[Opening DATA FOR THE TASK section]

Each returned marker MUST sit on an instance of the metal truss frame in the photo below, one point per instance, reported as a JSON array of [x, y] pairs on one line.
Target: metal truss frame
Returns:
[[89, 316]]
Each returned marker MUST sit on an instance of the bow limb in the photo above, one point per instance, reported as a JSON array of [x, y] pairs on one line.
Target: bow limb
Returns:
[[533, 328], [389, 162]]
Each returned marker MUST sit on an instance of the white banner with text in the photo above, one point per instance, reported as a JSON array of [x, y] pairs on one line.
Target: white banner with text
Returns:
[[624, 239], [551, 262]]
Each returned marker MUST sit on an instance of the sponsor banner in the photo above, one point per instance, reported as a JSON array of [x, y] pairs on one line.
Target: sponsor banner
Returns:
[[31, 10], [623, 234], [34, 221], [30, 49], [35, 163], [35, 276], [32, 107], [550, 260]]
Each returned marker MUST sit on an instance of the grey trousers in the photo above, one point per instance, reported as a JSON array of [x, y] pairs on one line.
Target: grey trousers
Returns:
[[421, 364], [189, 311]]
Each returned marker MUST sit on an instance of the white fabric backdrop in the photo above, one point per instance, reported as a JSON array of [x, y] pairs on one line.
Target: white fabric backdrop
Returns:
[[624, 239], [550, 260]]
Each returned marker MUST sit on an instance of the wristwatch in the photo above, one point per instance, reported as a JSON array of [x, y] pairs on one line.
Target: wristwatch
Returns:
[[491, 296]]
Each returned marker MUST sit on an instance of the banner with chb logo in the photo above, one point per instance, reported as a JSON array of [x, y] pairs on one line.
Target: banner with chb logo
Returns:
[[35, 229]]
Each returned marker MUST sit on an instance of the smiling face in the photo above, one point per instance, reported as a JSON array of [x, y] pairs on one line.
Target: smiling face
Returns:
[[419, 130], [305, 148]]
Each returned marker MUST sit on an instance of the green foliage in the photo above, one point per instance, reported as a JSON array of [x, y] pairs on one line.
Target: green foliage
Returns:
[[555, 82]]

[Closing DATA FOR THE TASK section]

YOUR ASSIGNMENT:
Only a number is wanted. How many lines of the entries above carry "limb"?

SOLVED PROBLEM:
2